— start of Extracted text —
Paraxial Optics (2): What problem does it solve?

Summary

  1. Paraxial optics is a tool to aid in building optical systems.
  2. Paraxial optics solves the imaging problem.
  3. The imaging problem concerns finding the location, size, and orientation of an image given an object and an optical system.
  4. An optical system is a collection of objects like lenses, mirrors, prisms, cameras, etc. that collects the light emitted or scattered by an object and delivers it to another location where it can be detected and processed for information.
  5. The rules of paraxial optics allow for a perfect imaging system, i.e. a system that creates a one-to-one correspondance between points in an object plane and an image plane.

Paraxial optics solves the imaging problem

In this post I will use paraxial optics to mean paraxial geometrical optics. This is important since the paraxial approximation can also apply to the wave theory of light.

When learning a new theory, I often find it most useful to first identify the problem that the theory was developed to solve. This approach is particularly pertinent for learning paraxial optics, since the theory is largely used as a tool to aid in the construction of optical systems. Unfortunately, the fact that paraxial optics can help solve problems often becomes lost on people because they never actually build anything for the purpose of imaging. And even if a someone never builds a camera or microscope, I think it is difficult for them to see what paraxial optics concepts–such as principle planes and aperture stops–can do for helping them troubleshoot their hardware when it is not working as expected.

So, with this in mind, I will use this part in a series of blog posts to answer the following question: what is the problem that paraxial optics solves?

Paraxial optics solves the imaging problem 1. The imaging problem as I see it is simply this: given an optical system, how can one arrange its components to form the image of an object at a desired position and with a predictable size and orientation? This question has been asked by scientists, engineers, philosophers, and others since antiquity because we place enormous value in pictures.
— end of Extracted text —
### Exercise set:
1. In the paraxial optics text, which problem does paraxial optics solve?
2. Please repeat the paraxial optics text word for word, beginning at the words "When learning a" and stopping after "paraxial optics solves?".
— start of Dataset section —
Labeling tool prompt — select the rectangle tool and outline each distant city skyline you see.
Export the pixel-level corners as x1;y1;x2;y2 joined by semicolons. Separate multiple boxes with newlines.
— end of Dataset section —
### Solution list:
1. The imaging problem.

2.
When learning a new theory, I often find it most useful to first identify the problem that the theory was developed to solve. This approach is particularly pertinent for learning paraxial optics, since the theory is largely used as a tool to aid in the construction of optical systems. Unfortunately, the fact that paraxial optics can help solve problems often becomes lost on people because they never actually build anything for the purpose of imaging. And even if a someone never builds a camera or microscope, I think it is difficult for them to see what paraxial optics concepts–such as principle planes and aperture stops–can do for helping them troubleshoot their hardware when it is not working as expected.

So, with this in mind, I will use this part in a series of blog posts to answer the following question: what is the problem that paraxial optics solves?